• AIM OF THE TASK
Give back, unchanged, each line from the one containing "Spot the electric" through the last line of the entries below.
----- DATA SHOWN
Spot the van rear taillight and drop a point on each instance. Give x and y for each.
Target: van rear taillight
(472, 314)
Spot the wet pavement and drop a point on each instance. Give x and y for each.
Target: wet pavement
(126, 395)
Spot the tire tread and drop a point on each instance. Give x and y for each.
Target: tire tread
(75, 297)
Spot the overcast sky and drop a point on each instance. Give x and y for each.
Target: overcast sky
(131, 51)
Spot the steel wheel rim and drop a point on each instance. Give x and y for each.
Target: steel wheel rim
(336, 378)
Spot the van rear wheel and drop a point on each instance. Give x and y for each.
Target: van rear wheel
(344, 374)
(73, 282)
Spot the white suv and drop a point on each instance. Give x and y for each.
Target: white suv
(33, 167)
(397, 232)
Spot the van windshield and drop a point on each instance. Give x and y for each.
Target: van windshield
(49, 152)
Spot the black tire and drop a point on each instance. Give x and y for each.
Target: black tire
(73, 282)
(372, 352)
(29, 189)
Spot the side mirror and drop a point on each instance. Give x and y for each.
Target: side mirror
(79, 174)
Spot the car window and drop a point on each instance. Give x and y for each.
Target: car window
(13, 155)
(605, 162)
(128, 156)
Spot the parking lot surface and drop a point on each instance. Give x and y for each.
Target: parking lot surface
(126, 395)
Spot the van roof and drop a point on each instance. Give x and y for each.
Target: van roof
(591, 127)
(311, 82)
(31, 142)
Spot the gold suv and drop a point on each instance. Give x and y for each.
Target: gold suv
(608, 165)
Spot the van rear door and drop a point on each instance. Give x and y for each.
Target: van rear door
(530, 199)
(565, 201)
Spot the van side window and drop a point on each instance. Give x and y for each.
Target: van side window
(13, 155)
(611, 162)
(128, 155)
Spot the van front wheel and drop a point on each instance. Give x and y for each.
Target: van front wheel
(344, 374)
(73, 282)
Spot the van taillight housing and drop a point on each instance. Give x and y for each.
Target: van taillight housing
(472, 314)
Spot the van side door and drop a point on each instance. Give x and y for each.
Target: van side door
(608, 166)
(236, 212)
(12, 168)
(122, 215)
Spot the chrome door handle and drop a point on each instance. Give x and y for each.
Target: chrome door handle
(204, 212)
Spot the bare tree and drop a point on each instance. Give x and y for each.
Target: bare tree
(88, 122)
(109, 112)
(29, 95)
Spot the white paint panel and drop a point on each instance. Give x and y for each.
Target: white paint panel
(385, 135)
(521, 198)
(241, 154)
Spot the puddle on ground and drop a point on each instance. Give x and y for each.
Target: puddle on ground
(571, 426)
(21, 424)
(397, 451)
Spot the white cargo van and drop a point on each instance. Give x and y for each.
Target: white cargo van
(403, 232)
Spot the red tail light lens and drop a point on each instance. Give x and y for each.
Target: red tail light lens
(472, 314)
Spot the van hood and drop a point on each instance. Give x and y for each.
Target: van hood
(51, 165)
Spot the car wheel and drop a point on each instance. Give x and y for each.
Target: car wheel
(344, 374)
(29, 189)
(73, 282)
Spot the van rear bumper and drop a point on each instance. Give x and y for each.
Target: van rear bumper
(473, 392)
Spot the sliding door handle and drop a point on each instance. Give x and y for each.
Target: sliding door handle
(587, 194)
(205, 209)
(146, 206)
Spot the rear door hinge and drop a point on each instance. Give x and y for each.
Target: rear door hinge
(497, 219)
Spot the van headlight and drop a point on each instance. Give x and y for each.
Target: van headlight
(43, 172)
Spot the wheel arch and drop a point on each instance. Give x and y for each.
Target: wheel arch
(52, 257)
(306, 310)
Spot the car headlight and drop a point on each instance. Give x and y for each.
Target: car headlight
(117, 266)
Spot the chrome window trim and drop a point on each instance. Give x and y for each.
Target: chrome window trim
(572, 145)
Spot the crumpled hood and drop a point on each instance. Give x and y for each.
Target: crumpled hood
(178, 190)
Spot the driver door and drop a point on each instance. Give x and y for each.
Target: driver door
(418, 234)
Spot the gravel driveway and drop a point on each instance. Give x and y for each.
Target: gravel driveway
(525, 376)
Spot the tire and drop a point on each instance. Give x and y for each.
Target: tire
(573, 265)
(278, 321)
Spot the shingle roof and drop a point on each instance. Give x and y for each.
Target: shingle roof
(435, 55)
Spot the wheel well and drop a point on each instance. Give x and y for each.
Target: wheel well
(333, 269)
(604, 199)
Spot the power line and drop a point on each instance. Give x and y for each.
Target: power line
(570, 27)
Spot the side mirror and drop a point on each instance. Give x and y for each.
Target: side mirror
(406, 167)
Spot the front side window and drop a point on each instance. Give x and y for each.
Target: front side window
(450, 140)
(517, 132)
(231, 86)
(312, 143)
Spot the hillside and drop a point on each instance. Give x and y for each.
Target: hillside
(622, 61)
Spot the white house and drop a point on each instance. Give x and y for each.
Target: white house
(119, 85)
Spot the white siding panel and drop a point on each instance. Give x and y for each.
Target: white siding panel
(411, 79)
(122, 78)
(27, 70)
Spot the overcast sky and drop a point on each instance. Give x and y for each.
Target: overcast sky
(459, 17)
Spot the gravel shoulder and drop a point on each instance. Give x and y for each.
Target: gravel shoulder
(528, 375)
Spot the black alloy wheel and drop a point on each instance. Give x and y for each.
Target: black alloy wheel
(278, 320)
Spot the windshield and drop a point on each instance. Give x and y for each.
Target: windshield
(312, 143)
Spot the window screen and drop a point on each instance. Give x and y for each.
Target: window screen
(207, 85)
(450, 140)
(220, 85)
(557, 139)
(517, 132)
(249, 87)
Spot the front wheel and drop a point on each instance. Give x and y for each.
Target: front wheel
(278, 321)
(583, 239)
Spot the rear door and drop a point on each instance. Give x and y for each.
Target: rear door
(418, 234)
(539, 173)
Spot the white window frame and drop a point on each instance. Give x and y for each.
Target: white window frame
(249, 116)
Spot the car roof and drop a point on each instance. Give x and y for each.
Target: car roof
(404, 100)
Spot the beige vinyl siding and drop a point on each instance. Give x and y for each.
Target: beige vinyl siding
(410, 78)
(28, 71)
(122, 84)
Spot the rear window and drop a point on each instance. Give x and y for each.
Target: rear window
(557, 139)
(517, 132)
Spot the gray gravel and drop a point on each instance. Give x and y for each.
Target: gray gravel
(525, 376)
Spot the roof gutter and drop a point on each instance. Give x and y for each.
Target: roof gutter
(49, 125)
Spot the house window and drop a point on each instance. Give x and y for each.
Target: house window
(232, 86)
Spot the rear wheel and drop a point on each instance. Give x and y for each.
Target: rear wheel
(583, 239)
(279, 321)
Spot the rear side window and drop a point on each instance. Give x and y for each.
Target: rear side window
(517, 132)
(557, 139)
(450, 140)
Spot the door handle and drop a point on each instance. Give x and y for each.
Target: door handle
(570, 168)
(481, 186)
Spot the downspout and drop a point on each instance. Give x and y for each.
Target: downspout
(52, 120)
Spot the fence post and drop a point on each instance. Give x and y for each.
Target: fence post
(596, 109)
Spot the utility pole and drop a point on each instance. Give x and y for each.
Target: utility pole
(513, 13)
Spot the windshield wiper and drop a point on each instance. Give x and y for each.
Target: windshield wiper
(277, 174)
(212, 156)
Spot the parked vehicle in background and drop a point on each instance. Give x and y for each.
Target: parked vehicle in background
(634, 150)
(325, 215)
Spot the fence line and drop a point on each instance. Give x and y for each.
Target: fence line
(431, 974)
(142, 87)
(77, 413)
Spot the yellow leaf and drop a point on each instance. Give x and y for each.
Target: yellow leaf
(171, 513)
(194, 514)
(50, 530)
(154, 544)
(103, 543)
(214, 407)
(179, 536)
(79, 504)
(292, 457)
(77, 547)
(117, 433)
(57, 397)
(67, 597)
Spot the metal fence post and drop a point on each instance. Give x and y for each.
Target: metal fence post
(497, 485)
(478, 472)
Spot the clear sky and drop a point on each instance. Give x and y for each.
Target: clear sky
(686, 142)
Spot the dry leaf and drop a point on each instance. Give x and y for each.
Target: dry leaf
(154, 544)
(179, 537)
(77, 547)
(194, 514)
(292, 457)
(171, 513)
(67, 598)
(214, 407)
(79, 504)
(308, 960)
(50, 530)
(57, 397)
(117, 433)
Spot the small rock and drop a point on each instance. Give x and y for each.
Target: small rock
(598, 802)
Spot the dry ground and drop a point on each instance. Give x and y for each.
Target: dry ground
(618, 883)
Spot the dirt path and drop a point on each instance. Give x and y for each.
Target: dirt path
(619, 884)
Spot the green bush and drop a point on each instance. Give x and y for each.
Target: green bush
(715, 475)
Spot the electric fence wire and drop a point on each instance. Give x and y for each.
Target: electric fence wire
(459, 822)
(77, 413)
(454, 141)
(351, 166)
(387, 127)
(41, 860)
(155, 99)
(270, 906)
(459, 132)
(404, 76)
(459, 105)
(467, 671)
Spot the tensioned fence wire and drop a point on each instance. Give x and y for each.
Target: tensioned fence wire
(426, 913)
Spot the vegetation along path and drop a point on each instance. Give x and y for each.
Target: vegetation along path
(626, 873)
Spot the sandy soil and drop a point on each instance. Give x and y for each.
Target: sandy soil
----------
• RESPONSE TO THE TASK
Spot the electric fence wire and drop a point on each instance. Give x and y for each.
Target: electric fence wire
(459, 822)
(77, 413)
(454, 141)
(351, 166)
(387, 127)
(41, 860)
(155, 99)
(270, 906)
(459, 132)
(404, 76)
(459, 105)
(467, 671)
Spot the tensioned fence wire and drop a point on each instance. Give x and y for each.
Target: tensioned fence wire
(426, 913)
Spot the vegetation along path and drop a point on each instance. Give x and y for each.
Target: vegetation along path
(626, 873)
Spot the sandy soil and drop a point on each instance. Give x and y for each.
Target: sandy soil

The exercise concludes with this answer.